**What is expected**. Recast all of the material below as a numbered list, leaving out any blank lines.

Entries drawn from a collection
○ ○ ○ ○ ○

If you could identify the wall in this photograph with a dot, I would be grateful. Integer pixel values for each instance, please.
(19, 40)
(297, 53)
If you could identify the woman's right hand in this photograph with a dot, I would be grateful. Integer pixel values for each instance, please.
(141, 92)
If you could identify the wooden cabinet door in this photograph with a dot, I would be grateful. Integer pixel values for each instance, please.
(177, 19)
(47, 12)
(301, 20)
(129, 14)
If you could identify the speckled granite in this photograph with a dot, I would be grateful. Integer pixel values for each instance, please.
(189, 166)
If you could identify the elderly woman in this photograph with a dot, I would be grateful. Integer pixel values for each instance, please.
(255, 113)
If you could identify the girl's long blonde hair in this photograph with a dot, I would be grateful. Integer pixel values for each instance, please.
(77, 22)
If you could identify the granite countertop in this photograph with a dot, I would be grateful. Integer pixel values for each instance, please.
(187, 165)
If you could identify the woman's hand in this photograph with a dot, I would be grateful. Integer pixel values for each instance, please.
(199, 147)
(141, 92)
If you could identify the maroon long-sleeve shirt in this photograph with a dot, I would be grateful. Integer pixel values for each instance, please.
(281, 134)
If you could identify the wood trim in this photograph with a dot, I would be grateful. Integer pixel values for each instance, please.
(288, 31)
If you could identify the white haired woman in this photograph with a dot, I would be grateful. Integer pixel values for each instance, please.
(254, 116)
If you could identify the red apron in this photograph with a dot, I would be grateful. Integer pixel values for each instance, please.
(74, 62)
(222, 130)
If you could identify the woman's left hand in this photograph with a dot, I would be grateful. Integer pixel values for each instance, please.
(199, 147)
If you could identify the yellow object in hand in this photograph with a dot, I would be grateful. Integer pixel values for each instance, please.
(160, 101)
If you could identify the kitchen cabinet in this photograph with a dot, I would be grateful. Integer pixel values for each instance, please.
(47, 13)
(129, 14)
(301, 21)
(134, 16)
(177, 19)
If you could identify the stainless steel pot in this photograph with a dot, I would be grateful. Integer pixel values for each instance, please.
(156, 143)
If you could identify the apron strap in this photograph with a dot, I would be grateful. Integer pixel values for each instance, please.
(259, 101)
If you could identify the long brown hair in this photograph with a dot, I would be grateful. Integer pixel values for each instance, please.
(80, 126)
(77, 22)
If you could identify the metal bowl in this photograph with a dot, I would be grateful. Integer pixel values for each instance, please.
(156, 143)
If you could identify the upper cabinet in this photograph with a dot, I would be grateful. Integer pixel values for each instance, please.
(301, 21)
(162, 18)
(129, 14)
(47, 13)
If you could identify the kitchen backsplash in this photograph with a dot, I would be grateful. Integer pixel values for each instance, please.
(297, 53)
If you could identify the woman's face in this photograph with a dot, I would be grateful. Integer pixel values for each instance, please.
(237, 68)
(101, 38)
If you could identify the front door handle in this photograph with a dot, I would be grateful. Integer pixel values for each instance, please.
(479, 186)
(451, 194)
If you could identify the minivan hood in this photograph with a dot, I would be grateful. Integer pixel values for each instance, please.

○ ○ ○ ○ ○

**Answer to this exercise**.
1. If you could identify the wall in this photograph with a dot, I would be grateful. Integer pixel values for each instance, please.
2. (19, 40)
3. (297, 53)
4. If you could identify the woman's right hand in this photograph with a dot, I would be grateful. Integer pixel values for each instance, please.
5. (141, 92)
6. If you could identify the wooden cabinet door in this photograph with a dot, I would be grateful. Integer pixel values for each instance, please.
7. (177, 19)
8. (47, 12)
9. (301, 20)
10. (129, 14)
11. If you could identify the speckled granite in this photograph with a dot, I would be grateful. Integer pixel values for each instance, please.
12. (189, 166)
13. If you could identify the elderly woman in this photograph with a dot, I would be grateful. Integer pixel values for each instance, please.
14. (255, 113)
15. If you could identify the girl's long blonde hair in this photograph with a dot, I would be grateful. Integer pixel values for each instance, please.
16. (77, 22)
17. If you could identify the granite countertop in this photograph with a dot, I would be grateful. Integer pixel values for each instance, please.
18. (187, 165)
19. If you could identify the woman's hand in this photograph with a dot, I would be grateful. Integer pixel values for each instance, please.
20. (199, 147)
21. (141, 92)
22. If you could identify the maroon long-sleeve shirt in this photograph with a dot, I would be grateful. Integer pixel values for each instance, please.
23. (281, 134)
24. If you could identify the wood trim in this photograph with a dot, I would be grateful. Integer pixel values for each instance, please.
25. (288, 31)
26. If you could identify the white haired woman in this photograph with a dot, I would be grateful. Integer pixel values for each instance, please.
27. (254, 116)
28. If you could identify the red apron in this photograph with a dot, I would be grateful. Integer pixel values for each instance, please.
29. (74, 62)
30. (222, 130)
31. If you could identify the woman's left hand in this photograph with a dot, I would be grateful. Integer pixel values for each instance, please.
32. (199, 147)
33. If you could identify the yellow object in hand in this photograph with a dot, I would be grateful. Integer pixel values for each instance, please.
34. (160, 101)
35. If you could identify the kitchen cabinet in this photograph with a dot, I would be grateful. Integer pixel values for each instance, please.
36. (47, 13)
37. (129, 14)
38. (301, 21)
39. (134, 16)
40. (177, 19)
41. If you could identify the stainless steel pot in this photograph with a dot, I would be grateful. Integer pixel values for each instance, please.
42. (156, 143)
43. If you could identify the apron strap in this photograph with a dot, I would be grateful. Integer pixel values for each instance, please.
44. (259, 101)
45. If you could identify the long brown hair in this photograph with a dot, I would be grateful. Integer pixel values for each instance, please.
46. (80, 126)
47. (77, 22)
48. If you could identify the metal bowl in this photograph with a dot, I would be grateful. Integer pixel values for each instance, please.
49. (156, 143)
50. If you could identify the upper cabinet in this photograph with a dot, I would be grateful. Integer pixel values for each instance, please.
51. (301, 21)
52. (162, 18)
53. (129, 14)
54. (47, 13)
55. If you could identify the kitchen backsplash in this photograph with a dot, I would be grateful. Integer pixel values for each instance, please.
56. (297, 53)
57. If you could identify the woman's face in this photograph with a dot, I would be grateful. Integer pixel values for each instance, please.
58. (237, 68)
59. (101, 38)
60. If you could identify the front door handle in this photograph with a dot, I would be grateful. Integer pixel values for each instance, please.
61. (479, 186)
62. (451, 194)
63. If you could identify the minivan hood in this photograph with a dot, I would be grateful. Integer pixel values for each instance, please.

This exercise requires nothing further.